(Point-per-instance localization data)
+---+

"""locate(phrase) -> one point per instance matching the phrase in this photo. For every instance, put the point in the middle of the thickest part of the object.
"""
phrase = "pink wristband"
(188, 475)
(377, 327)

+---+

§ WORK REQUEST
Could you write out all the records exactly, please?

§ SOLUTION TO THIS EXERCISE
"""locate(phrase) -> one point per instance matching the phrase in this photo. For every instance, put the point in the middle of the thickest part of the object.
"""
phrase = "pink wristband"
(188, 475)
(377, 327)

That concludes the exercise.